**Exercise goal**
With the exception of the pictures, transcribe the entire listing exactly.

Start of Block

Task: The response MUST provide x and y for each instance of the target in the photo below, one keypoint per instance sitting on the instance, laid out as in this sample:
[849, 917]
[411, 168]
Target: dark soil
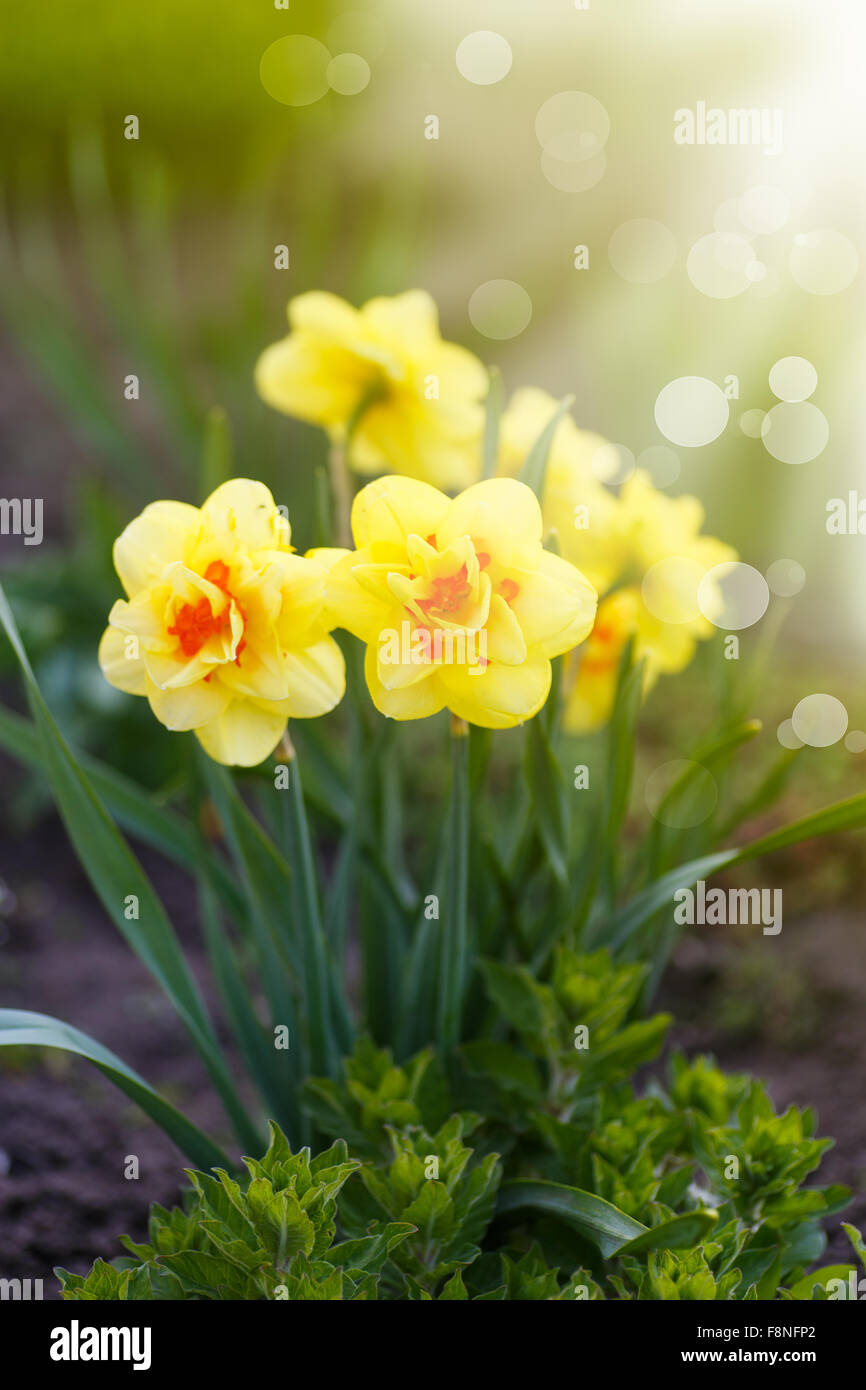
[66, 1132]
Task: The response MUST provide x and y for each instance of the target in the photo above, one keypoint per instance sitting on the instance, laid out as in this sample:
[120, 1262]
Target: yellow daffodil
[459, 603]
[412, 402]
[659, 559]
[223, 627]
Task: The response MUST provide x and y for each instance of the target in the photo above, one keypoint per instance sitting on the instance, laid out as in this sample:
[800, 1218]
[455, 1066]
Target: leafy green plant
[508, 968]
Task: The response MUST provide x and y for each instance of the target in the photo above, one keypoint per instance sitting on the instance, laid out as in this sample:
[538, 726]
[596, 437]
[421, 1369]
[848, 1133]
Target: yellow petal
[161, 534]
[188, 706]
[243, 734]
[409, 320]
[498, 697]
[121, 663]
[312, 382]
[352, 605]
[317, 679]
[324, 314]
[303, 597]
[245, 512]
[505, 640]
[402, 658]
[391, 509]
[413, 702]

End of Block

**Response to this task**
Task: The response MUST provide x and y for each instance of the target in the photo below, one keypoint per instance sitting on the instance, laid out as in this sample:
[849, 917]
[411, 168]
Target: dark soil
[66, 1132]
Task: The response MUST provide x and y for each instance of the target in the photo above, one keypoint per instance sitting on the instance, laid out as in this sample:
[120, 1262]
Target: yellow daffodil
[459, 603]
[412, 402]
[659, 559]
[223, 627]
Task: The response MUST provide x and y for each instance of the target in the photo above, one keypoint per instance sitting on the instance, laid out as in this sample:
[800, 1218]
[455, 1066]
Target: leafy green plant
[508, 968]
Task: The response MUST provide x and y for each instance of the target in the photo above, one keypoint per instance sitting on the instance, laid out as in this sample:
[538, 726]
[596, 437]
[421, 1369]
[848, 1133]
Target: yellow petal
[161, 534]
[188, 706]
[243, 734]
[409, 320]
[498, 697]
[121, 663]
[312, 382]
[352, 605]
[317, 679]
[324, 314]
[303, 597]
[245, 512]
[505, 640]
[402, 658]
[391, 509]
[413, 702]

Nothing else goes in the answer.